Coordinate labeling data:
>>>>>
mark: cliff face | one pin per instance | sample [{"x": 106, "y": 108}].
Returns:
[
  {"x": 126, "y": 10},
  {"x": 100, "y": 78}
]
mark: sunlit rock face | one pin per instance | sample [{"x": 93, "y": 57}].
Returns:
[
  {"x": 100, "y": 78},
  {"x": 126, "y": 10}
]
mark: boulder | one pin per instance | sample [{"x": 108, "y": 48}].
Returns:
<<<<<
>>>>>
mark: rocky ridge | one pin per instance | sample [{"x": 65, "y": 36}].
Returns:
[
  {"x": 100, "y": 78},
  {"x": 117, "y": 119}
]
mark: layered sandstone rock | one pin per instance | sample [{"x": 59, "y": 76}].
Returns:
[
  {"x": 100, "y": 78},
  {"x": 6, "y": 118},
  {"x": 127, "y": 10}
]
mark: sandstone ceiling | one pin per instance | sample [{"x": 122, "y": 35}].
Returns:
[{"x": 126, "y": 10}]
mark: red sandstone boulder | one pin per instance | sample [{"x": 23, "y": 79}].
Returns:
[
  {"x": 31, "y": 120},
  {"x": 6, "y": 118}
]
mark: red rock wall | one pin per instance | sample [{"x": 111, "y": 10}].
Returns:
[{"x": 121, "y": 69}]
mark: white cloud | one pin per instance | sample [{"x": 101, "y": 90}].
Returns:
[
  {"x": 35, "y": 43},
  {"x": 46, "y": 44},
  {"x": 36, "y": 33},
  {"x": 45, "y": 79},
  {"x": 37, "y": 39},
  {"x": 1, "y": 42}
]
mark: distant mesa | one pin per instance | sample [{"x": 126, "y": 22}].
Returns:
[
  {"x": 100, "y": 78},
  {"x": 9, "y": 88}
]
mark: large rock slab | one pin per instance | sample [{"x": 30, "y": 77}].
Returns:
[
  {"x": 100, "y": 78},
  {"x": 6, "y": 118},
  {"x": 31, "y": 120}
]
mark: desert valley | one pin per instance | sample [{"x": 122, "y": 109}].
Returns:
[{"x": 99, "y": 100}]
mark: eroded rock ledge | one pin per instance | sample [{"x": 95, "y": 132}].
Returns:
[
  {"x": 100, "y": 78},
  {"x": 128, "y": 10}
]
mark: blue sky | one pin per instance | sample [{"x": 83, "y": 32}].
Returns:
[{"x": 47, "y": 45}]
<<<<<
* [What the task asks] Which lines of the material above contain the word "face"? Report each of those lines in full.

* [Result of the task]
mark: cliff face | one pin per instance | sample [{"x": 106, "y": 108}].
mark: sunlit rock face | one pin per instance | sample [{"x": 93, "y": 57}].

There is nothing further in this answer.